Work to do
Report only how many lines below contain the word "sign". Matches are case-sensitive.

Data entries
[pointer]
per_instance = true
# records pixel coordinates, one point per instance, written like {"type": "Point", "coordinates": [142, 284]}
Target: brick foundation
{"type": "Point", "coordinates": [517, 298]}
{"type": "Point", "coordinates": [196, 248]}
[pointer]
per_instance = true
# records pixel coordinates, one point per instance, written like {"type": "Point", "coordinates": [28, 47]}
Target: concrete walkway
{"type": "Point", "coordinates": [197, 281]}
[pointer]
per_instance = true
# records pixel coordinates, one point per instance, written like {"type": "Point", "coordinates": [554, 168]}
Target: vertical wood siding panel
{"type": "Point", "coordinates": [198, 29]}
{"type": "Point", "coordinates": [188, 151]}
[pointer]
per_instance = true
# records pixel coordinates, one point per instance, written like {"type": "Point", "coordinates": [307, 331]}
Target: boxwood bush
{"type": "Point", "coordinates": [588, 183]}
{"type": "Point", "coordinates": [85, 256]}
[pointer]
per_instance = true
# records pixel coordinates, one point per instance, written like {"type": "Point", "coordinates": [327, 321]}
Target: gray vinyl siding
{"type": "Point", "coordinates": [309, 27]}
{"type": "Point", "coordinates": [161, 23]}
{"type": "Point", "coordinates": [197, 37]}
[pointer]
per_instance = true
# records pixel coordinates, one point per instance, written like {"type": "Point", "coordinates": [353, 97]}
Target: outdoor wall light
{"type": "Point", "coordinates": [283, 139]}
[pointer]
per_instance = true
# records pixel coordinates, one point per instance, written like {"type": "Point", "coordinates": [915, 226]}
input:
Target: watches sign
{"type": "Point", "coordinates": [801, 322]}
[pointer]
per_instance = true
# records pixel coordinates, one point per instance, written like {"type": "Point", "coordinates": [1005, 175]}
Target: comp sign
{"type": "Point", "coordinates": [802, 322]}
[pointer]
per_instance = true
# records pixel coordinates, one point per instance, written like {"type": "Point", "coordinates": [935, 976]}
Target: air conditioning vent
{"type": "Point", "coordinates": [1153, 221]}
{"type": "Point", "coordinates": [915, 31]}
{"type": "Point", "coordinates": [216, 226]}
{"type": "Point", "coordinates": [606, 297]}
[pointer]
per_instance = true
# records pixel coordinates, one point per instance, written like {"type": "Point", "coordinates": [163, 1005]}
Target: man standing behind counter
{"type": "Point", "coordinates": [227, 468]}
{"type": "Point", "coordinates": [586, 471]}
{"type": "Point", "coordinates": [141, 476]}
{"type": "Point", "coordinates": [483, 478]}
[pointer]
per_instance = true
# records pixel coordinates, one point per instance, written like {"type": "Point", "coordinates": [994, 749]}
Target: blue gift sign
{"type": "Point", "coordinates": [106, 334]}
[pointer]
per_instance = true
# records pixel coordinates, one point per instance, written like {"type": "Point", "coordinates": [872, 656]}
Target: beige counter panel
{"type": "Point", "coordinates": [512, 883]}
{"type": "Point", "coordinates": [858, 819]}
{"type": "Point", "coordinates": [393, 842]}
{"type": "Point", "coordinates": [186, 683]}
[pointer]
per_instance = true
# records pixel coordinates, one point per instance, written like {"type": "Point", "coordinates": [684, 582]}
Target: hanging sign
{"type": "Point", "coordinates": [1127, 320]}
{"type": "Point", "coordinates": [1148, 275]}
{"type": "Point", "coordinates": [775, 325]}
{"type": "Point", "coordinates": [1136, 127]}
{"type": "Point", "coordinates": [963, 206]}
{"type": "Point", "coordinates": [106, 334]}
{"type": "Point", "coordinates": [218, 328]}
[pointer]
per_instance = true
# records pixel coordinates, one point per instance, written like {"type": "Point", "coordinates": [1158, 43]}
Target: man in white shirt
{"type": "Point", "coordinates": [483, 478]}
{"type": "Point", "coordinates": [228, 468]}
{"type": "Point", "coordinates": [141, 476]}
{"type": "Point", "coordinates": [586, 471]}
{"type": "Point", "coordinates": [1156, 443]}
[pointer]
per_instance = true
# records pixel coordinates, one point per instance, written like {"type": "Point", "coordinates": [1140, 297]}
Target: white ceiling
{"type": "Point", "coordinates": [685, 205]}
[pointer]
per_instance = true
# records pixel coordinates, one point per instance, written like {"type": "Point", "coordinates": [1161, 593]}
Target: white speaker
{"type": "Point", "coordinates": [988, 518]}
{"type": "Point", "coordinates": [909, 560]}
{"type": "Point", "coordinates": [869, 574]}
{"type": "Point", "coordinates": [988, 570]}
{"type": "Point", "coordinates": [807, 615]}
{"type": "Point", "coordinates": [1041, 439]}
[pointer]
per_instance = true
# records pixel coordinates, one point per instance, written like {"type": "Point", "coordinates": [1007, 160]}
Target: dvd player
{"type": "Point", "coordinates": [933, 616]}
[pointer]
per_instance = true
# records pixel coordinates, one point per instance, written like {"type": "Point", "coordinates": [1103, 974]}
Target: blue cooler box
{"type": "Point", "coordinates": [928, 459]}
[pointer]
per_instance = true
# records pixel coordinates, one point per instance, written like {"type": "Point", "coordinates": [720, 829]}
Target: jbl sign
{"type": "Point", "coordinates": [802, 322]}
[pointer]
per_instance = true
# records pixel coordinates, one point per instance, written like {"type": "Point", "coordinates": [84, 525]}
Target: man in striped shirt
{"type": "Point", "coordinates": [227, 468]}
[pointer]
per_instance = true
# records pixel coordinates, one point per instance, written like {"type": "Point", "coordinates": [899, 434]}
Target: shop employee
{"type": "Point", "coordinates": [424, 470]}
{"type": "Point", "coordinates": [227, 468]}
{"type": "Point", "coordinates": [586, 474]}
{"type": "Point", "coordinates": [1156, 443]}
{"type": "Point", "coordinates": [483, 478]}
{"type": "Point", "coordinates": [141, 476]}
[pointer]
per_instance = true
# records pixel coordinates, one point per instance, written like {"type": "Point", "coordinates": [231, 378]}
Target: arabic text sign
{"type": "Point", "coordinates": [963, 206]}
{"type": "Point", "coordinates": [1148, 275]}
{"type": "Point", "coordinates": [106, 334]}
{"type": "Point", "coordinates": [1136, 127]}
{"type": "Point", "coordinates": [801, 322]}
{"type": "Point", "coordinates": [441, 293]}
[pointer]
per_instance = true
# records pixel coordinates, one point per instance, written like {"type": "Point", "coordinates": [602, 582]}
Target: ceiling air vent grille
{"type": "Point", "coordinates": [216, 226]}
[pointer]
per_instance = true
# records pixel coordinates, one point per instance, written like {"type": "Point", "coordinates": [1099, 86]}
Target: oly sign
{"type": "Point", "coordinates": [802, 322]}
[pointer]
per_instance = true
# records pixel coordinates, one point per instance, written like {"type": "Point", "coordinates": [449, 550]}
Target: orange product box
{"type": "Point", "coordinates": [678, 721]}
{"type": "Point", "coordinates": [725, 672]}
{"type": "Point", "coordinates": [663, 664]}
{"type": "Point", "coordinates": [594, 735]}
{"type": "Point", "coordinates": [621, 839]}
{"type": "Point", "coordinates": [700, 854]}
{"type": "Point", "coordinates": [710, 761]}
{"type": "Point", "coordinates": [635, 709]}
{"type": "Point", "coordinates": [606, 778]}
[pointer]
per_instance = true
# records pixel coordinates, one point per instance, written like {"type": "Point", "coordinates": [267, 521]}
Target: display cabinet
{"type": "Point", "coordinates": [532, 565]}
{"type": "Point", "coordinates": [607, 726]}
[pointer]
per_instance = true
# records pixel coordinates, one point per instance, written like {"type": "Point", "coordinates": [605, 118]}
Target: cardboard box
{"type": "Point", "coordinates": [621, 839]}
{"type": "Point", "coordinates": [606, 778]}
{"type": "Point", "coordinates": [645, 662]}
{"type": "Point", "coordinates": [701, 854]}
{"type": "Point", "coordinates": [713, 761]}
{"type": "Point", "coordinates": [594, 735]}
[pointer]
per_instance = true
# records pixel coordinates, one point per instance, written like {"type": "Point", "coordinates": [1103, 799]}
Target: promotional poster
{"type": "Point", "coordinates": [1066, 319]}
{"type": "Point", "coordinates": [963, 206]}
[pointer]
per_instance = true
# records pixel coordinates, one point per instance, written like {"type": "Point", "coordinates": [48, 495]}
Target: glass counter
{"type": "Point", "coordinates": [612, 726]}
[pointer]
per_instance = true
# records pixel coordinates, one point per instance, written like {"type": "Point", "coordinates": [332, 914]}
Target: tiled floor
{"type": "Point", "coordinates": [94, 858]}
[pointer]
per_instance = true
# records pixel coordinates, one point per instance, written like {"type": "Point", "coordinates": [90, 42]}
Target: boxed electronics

Exercise answer
7